#### ABOUT THIS EXERCISE
All of the data below should be written out exactly.
########
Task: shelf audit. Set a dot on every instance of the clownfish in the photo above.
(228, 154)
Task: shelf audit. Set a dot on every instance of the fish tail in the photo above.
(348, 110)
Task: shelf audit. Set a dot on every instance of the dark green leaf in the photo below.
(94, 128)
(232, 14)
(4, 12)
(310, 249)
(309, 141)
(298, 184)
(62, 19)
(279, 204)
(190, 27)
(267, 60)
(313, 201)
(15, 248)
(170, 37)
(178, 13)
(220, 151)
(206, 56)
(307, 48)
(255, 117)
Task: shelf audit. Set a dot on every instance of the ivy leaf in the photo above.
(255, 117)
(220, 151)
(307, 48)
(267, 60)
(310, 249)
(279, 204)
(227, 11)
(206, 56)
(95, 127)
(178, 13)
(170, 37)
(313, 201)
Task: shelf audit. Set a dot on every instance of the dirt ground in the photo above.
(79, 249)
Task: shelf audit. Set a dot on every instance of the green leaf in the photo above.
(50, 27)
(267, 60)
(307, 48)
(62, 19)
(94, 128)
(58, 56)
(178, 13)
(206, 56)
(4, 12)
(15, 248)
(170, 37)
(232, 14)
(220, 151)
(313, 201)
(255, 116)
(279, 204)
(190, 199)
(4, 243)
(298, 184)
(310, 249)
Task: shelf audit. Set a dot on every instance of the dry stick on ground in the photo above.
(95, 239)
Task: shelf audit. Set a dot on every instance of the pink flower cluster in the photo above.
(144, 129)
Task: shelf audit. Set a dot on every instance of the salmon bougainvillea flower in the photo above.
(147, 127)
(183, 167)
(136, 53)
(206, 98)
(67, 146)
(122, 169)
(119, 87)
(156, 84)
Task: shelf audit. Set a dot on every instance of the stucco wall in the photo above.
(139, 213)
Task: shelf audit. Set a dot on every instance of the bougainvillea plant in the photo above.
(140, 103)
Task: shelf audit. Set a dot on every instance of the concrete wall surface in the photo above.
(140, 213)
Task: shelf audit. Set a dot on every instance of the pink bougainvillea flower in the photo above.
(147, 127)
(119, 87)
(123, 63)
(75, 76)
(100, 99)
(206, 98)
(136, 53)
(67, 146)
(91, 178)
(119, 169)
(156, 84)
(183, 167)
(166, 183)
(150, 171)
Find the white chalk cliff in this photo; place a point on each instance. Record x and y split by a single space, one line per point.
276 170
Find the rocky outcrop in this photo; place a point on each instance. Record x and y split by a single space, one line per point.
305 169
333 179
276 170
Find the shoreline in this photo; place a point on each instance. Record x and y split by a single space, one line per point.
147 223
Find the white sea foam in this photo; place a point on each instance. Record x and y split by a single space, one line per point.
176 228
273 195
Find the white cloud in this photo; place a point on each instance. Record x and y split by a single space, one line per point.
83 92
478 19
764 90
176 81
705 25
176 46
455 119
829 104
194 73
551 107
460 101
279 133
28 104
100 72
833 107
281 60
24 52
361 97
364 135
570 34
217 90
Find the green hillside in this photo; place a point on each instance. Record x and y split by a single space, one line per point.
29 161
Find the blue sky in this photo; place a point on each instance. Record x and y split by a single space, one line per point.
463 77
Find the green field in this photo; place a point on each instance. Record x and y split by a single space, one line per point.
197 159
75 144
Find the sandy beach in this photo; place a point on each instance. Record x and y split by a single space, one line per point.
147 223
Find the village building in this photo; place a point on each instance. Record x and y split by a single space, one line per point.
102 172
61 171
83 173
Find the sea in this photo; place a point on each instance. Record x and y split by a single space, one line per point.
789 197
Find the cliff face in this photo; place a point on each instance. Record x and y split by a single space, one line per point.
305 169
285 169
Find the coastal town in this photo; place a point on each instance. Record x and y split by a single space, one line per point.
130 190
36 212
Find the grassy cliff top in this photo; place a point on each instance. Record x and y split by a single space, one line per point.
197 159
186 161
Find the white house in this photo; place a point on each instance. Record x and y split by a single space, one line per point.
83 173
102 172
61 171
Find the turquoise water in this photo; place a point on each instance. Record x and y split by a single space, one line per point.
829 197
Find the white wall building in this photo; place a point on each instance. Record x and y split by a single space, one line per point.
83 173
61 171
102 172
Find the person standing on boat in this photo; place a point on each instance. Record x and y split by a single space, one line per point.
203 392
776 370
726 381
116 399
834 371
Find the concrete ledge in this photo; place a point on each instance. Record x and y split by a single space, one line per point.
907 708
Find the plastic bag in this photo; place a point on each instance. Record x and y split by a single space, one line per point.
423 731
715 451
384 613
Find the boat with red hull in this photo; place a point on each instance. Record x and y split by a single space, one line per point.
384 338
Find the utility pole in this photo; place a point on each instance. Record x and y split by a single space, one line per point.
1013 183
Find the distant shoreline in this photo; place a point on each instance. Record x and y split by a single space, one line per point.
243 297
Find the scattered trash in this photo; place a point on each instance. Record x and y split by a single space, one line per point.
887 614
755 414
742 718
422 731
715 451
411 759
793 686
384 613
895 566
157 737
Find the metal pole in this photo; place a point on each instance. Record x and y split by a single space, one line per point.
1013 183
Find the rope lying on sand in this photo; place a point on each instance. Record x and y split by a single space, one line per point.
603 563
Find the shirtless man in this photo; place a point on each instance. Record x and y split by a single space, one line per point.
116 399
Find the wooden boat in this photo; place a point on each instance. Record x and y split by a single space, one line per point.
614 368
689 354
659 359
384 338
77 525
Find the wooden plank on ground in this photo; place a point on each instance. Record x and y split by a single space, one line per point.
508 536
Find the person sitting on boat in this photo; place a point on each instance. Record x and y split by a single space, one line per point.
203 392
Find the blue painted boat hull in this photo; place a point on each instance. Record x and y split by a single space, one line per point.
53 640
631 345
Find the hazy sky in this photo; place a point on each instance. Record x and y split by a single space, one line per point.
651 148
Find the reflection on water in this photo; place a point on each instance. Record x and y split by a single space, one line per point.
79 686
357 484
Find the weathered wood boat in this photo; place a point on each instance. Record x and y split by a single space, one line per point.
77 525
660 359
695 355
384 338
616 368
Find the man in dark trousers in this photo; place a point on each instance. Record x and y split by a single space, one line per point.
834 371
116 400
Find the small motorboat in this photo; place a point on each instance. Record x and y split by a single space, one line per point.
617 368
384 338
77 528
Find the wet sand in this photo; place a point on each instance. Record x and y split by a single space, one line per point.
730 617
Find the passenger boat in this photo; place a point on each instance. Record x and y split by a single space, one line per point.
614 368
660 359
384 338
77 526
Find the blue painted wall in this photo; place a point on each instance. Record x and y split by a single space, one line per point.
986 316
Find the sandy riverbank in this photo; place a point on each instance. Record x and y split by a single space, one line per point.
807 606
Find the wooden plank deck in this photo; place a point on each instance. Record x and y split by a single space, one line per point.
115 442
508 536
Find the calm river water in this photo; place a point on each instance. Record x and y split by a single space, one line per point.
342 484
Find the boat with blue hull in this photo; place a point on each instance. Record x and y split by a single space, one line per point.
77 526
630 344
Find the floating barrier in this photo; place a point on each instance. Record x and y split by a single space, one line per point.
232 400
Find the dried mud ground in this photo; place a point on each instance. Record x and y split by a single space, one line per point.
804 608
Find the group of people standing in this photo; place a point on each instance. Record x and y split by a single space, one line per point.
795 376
########
#### FINAL ANSWER
Task: shelf audit. Set a dot on every instance of the clownfish in the photo above.
(228, 154)
Task: shelf audit. Set a dot on every instance of the fish tail in the photo above.
(348, 110)
Task: shelf audit. Set a dot on every instance of the dark green leaf in the photo below.
(94, 128)
(232, 14)
(4, 12)
(310, 249)
(309, 141)
(298, 184)
(62, 19)
(279, 204)
(190, 27)
(267, 60)
(313, 201)
(15, 248)
(170, 37)
(178, 13)
(220, 151)
(206, 56)
(307, 48)
(255, 117)
Task: shelf audit. Set a dot on every instance of the ivy leaf in the photo above.
(255, 117)
(220, 151)
(307, 48)
(267, 60)
(310, 249)
(279, 204)
(227, 11)
(206, 56)
(95, 127)
(178, 13)
(170, 37)
(313, 201)
Task: shelf audit. Set a dot on every instance of the dirt ground in the photo above.
(79, 249)
Task: shelf audit. Set a dot on every instance of the green leaf in the photo above.
(50, 27)
(267, 60)
(307, 48)
(62, 19)
(94, 128)
(58, 56)
(178, 13)
(206, 56)
(4, 12)
(15, 248)
(170, 37)
(232, 14)
(220, 151)
(313, 201)
(255, 116)
(279, 204)
(190, 199)
(4, 243)
(298, 184)
(310, 249)
Task: shelf audit. Set a dot on every instance of the dry stick on ground in the photo above.
(95, 239)
Task: shelf audit. Set a dot on every instance of the pink flower cluster in the photo above.
(144, 129)
Task: shelf audit. Set a dot on every instance of the salmon bougainvillea flower in the photo above.
(147, 127)
(183, 167)
(136, 53)
(206, 98)
(67, 146)
(122, 169)
(119, 87)
(156, 84)
Task: shelf audit. Set a dot on every instance of the stucco wall in the photo above.
(139, 213)
Task: shelf audit. Set a dot on every instance of the bougainvillea plant in the photo above.
(140, 103)
Task: shelf audit. Set a dot on every instance of the concrete wall surface in the photo above.
(140, 213)
Task: shelf audit. Set a dot on every instance of the pink bougainvillea flower in the photo above.
(147, 127)
(119, 87)
(123, 63)
(75, 76)
(100, 99)
(206, 98)
(136, 53)
(67, 146)
(91, 178)
(119, 169)
(156, 84)
(183, 167)
(166, 183)
(150, 171)
Find the white chalk cliff in this photo; place a point on each instance. Record x and y split by a single space, one line per point.
276 170
Find the rocky outcrop in this photo; place a point on each instance. Record x and y split by a single space, one line per point.
305 169
333 179
276 170
Find the shoreline in this photo; place a point on each instance. Record x and y split by a single space, one line per point.
147 223
Find the white sea foam in this photo; place a point on each instance. Record x and y split by a single space, one line per point.
176 228
273 195
Find the white cloud in this photo; place a point on each instance. Record x and y split by a single space, one line per point.
83 92
478 19
764 90
176 81
705 25
176 46
455 119
829 104
194 73
551 107
460 101
279 133
28 104
100 72
833 107
281 60
24 52
361 97
364 135
570 34
217 90
Find the green hillside in this photo; place a point on each instance. Record x and y split by a single space, one line per point.
29 161
Find the blue sky in this photo; place a point on each instance. Record x and y split by a single space, one line per point.
463 77
Find the green field in this photo; place a point on each instance. Record x and y split by a single space, one line per point.
197 159
75 144
Find the sandy beach in this photo; place a point on each instance. Record x and y split by a single space, one line per point.
147 223
Find the village building in this photo; place a point on each instance. Record x and y split by a single space, one line per point.
102 172
61 171
83 173
Find the sea in this photo; place a point on each instance. Record x and y split by a single space, one line per point.
789 197
Find the cliff face in this photo; place a point on each instance. Record x and y split by a single space, one line per point.
305 169
285 169
Find the coastal town in this photo; place a point on each instance. Record x and y split by a single space, one line per point.
130 190
36 212
Find the grassy cliff top in this photo; place a point on each instance. Record x and y split by a single space, one line per point.
197 159
186 161
Find the white house in this photo; place a point on each instance. Record x and y split by a single space, one line per point.
83 173
102 172
61 171
Find the turquoise water in this photo; place a point on each instance. Record x and y split by a single space, one line per point.
829 197
Find the white wall building in this photo; place a point on each instance. Record x and y split by a single space, one line per point.
83 173
61 171
102 172
Find the person standing on boat in this photo; place a point on each instance. Record x and y split by a single space, one line per point.
203 392
776 370
726 381
116 399
834 371
Find the concrete ledge in this photo; place a point on each instance. Record x and y split by a single space, one line per point.
907 708
Find the plastic bag in this photo; place a point on each instance. Record x and y split by a single space, one line per point.
423 731
715 451
384 613
Find the boat with red hull in this photo; place a point on each instance. Record x and y split by a single space, one line per point.
384 338
Find the utility pole in this photo; place a point on each instance. Record x and y split by a single space, one line per point.
1013 183
Find the distant shoreline in this photo; place a point on each instance. Record x and y split by a single space, one line per point.
243 297
Find the scattered trash in this photo; place a point on each instance. Record x and y split by a single space, one line per point.
887 614
755 414
742 718
422 731
715 451
411 759
793 686
384 613
895 566
157 737
Find the metal pole in this photo; place a point on each instance. Record x and y split by a single space, one line per point.
1013 183
Find the rope lying on sand in this photo; place a point on each instance. Record x and y split by a single space, one line per point.
603 563
Find the shirtless man in this photo; place a point on each instance. Record x and y split by a single space, one line per point.
116 399
Find the wooden boat in this photo; place a point on each instance. Record x and y split by a single space, one line per point.
614 368
689 354
659 359
384 338
77 525
Find the wooden plank on ground in this photo; place a point on each instance. Record x and y split by a single space, one line per point.
508 536
Find the person sitting on boat in this photo; place a point on each instance. Record x and y split by a single space, one line per point.
203 392
Find the blue painted boat hull in this photo; place a point on each instance. Record x and y split by a single space, one line per point.
53 640
631 345
Find the hazy sky in this photo; place a point on each instance. Record x and y split by a single space, one line per point.
651 148
Find the reflection on water in this photo; place a point on each instance. Record x and y split by a single space, one line per point.
79 686
357 484
Find the weathered wood boat in this photo; place a point on each instance. Record x and y split by a single space, one line per point.
77 525
660 359
695 355
384 338
616 368
Find the man in dark trousers in this photo; place a point on each instance. Record x and y split by a single space, one line per point.
834 371
116 400
Find the small motorboat in this photo; place a point on each instance. Record x and y split by a single space, one line per point.
617 368
384 338
77 528
Find the wet sand in this photo; place a point on each instance. Record x and y split by a single space, one line per point.
730 617
Find the passenger boat in this photo; place a point on each instance. Record x and y split by a single space, one line per point.
614 368
660 359
384 338
77 526
Find the blue painted wall in this photo; place a point on each instance. Record x and y split by a single space, one line per point.
986 316
Find the sandy riverbank in this photo; place a point on each instance. Record x and y split by a single space, one line per point.
807 606
Find the wooden plank deck in this photo; place a point on each instance. Record x and y split by a single space, one line per point.
115 442
508 536
Find the calm river water in this photo; place a point on each instance. Record x and y split by a single space, one line per point.
342 484
Find the boat with blue hull in this photo; place a point on each instance. Record x and y split by a single space, one line per point.
77 526
630 344
Find the floating barrier in this photo; place a point on each instance. Record x and y split by a single space, one line per point.
232 400
Find the dried mud ground in this photo; place a point on each instance. Record x and y split by a single space, one line per point.
804 608
Find the group of people standing in this photo; place a point on each instance. Record x and y split by a single space, one line per point.
795 376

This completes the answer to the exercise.